I teased my husband about this, but he was serious. “I want my ‘Kid from Tomkinsville’ back,” he said. He was referring to a book from his childhood by John R. Tunis about a baseball player. I had persuaded him to give it to his sports-crazy youngest grandchild. Bill is convinced that the boy has not read the book, has not properly valued it. He’s probably right, but then, hardly anyone could properly value a book to his exacting standards. In an effort to put things right and perhaps tease him a bit further, I found a used copy of the book online and am presenting it to him for his birthday.
Collecting, keeping, valuing books — the kind on paper with hard or soft covers — is a habit that has occupied members of my family for several generations. My father’s library finally came to the United States from Hungary several years after our family did. A relative who survived World War II in Budapest managed to ship those books out during the brief interval after the Germans left and before the Communists took over.
My father prized his books, both as beautiful objects and as sources of information, delight, and even, at times, wisdom. He also knew their commercial value and remained on the mailing lists of rare book dealers until the end of his long life. He left a few volumes to his sister, Clary, who had read the classics of Latin and Greek in her youth, and who outlived him by a decade. When I asked her whether she was reading them, she replied that her eyesight was no longer good enough. “I just pat them,” she said, smiling.

·····

Problems and tasks:
1) Name every person who is identified by name in the passage about books in the family.
2) Resume the passage about books in the family, picking up right after its final sentence.

·····

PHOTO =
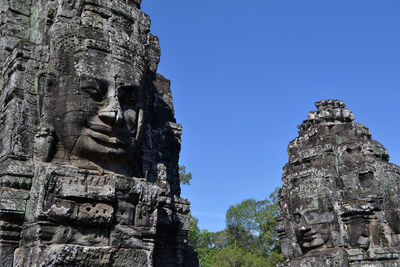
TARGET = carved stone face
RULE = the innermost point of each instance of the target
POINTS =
(98, 109)
(313, 222)
(313, 228)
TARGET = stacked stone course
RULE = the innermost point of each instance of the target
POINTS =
(90, 146)
(340, 202)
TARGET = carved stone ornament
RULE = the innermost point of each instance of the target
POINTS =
(340, 201)
(90, 146)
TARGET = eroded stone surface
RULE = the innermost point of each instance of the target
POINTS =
(340, 196)
(90, 146)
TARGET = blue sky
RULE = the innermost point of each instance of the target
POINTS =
(245, 73)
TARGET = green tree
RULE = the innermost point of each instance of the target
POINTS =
(249, 239)
(250, 227)
(184, 176)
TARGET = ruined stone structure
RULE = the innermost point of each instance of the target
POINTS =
(89, 145)
(340, 196)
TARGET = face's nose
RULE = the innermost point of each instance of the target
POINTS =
(111, 113)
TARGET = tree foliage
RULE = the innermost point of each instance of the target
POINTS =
(248, 240)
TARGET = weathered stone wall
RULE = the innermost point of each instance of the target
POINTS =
(340, 196)
(90, 146)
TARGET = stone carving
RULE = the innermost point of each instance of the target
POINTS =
(340, 197)
(90, 146)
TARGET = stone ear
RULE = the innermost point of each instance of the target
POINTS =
(45, 84)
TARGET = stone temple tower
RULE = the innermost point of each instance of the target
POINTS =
(89, 144)
(340, 201)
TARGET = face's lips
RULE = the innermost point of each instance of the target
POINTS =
(102, 134)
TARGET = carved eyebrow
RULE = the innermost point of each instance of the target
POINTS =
(89, 81)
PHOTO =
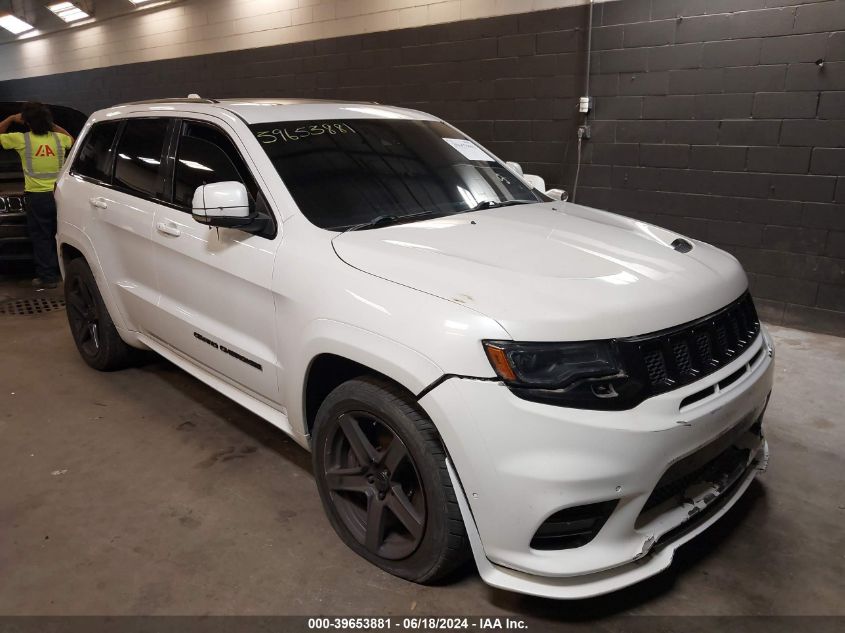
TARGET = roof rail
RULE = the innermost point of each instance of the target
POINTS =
(190, 99)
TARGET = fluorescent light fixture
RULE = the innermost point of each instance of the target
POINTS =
(14, 25)
(68, 11)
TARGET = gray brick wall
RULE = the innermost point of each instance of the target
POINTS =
(711, 116)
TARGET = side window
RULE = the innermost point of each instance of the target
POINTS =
(138, 160)
(93, 160)
(206, 155)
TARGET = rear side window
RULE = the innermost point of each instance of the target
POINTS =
(206, 155)
(138, 160)
(93, 160)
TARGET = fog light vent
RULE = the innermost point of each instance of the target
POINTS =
(573, 527)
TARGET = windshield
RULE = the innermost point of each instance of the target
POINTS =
(353, 172)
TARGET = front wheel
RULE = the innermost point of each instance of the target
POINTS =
(92, 329)
(381, 472)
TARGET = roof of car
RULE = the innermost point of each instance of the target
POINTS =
(269, 110)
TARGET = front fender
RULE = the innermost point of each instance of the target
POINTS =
(73, 236)
(400, 363)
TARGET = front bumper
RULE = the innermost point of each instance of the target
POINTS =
(514, 463)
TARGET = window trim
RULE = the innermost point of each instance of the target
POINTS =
(170, 175)
(173, 157)
(168, 164)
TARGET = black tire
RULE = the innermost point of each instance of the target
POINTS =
(92, 329)
(419, 485)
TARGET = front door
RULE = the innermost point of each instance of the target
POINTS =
(216, 306)
(121, 218)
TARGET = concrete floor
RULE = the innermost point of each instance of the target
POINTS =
(145, 492)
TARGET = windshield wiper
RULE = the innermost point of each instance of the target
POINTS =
(389, 220)
(496, 204)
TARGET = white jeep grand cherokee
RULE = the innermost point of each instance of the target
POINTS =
(566, 393)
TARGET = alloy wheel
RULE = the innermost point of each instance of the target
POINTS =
(84, 316)
(374, 485)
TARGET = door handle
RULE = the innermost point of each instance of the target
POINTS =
(168, 228)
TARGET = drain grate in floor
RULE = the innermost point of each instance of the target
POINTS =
(31, 305)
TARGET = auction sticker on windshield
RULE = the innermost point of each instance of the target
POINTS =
(470, 150)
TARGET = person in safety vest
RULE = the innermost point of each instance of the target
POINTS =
(42, 150)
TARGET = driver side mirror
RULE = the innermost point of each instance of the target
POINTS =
(538, 182)
(222, 204)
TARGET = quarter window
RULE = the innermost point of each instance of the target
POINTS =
(93, 160)
(138, 161)
(206, 155)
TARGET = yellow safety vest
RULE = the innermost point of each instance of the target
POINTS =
(42, 157)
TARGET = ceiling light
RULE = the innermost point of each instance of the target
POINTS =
(13, 24)
(68, 11)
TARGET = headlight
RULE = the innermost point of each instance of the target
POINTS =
(584, 375)
(550, 365)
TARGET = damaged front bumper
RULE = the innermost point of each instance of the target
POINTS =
(671, 470)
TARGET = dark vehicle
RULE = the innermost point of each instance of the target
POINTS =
(15, 249)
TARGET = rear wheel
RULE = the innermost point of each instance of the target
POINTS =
(381, 472)
(92, 329)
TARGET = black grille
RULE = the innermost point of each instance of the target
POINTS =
(676, 357)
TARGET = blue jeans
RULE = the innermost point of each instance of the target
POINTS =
(41, 222)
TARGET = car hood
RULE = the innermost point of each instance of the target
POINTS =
(552, 271)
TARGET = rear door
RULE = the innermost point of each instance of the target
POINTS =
(216, 306)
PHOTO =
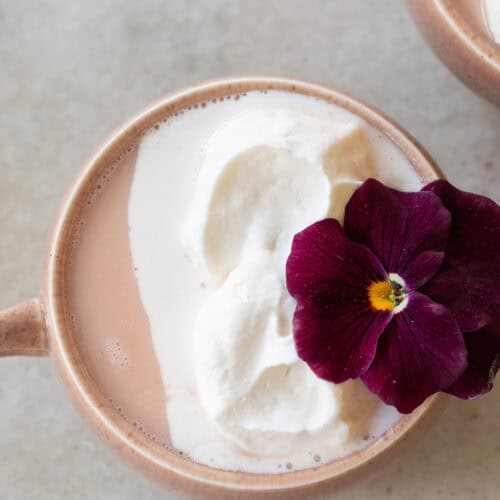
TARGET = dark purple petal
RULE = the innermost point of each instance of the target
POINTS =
(483, 362)
(324, 265)
(338, 340)
(422, 351)
(469, 283)
(406, 231)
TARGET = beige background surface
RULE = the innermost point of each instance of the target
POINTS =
(72, 70)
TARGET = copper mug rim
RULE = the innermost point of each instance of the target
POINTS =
(42, 326)
(462, 42)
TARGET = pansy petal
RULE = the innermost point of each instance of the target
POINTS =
(483, 362)
(406, 231)
(469, 283)
(339, 340)
(324, 264)
(422, 351)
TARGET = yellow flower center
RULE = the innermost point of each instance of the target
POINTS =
(385, 295)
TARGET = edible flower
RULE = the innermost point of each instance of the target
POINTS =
(405, 296)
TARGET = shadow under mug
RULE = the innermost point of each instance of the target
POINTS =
(43, 326)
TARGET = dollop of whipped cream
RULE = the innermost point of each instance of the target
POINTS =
(266, 175)
(491, 10)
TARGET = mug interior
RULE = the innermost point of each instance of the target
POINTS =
(160, 461)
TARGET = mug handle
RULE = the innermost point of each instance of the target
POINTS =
(22, 330)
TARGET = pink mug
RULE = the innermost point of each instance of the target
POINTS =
(41, 327)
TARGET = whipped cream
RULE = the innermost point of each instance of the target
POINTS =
(492, 16)
(266, 175)
(254, 171)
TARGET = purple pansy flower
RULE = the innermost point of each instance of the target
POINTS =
(373, 299)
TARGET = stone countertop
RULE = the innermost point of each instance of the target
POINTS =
(70, 71)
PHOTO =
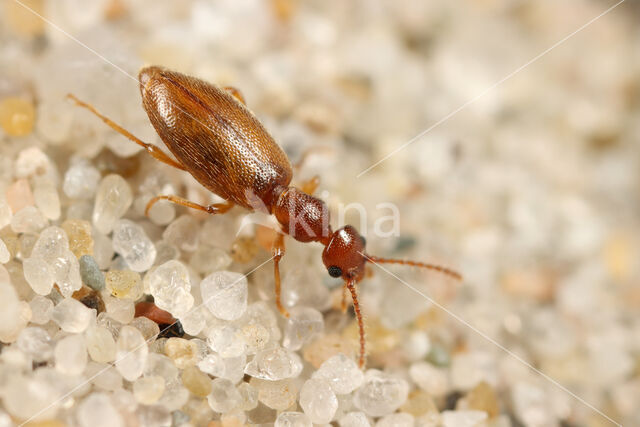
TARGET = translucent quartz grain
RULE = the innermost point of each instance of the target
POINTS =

·····

Results:
1) Bill, John R. Tunis, Clary

2)
When it was time to dispose of the books after the death of both of my parents, I first asked our kids and grandkids to choose what they wanted, then called in a couple of used book dealers, and finally sent the remainder to the auction house that took everything else that was left in their condo. I did something similar for the library of a friend whose children did not want to deal with her large collection after her death.
Anyone who owns books in a serious way thinks about their final resting place. Who, if anyone, will want them? And what if no one does? Shakespeare offers a solution by way of Prospero in “The Tempest,” who declares “I’ll drown my book.” Well, of course he’s talking about his book of magic spells, and there’s evidently only one, but the sentiment is understandable.
A recent article in The New York Times describes what the novelist Philip Roth is doing with his personal library — not drowning it, but donating it to the Newark Public Library, which is remodeling a section of the building to hold the approximately 4,000 volumes. This number is comparable to the books multiplying continuously on the shelves in our house. There are some other similarities: like Roth, my husband, Bill, is a writer, though not a novelist. Both were born in 1932 and spent a serious amount of time in their youth in their local public libraries. Bill’s was not Newark, but Johnson City, New York. There are other similarities: Roth tells his interviewer that his “first bookish love” was the baseball novels of John R. Tunis, author of that insufficiently loved gift to our grandchild.
Despite the similarities, no library is going to be remodeled to hold our collection. (Yes, I have a few books, too.) It will likely be scattered to the four winds. Maybe in the future, people will only read on Kindles and other electronic devices. They may be convenient, but they surely lack emotional resonance. I can’t imagine patting a Kindle with much pleasure.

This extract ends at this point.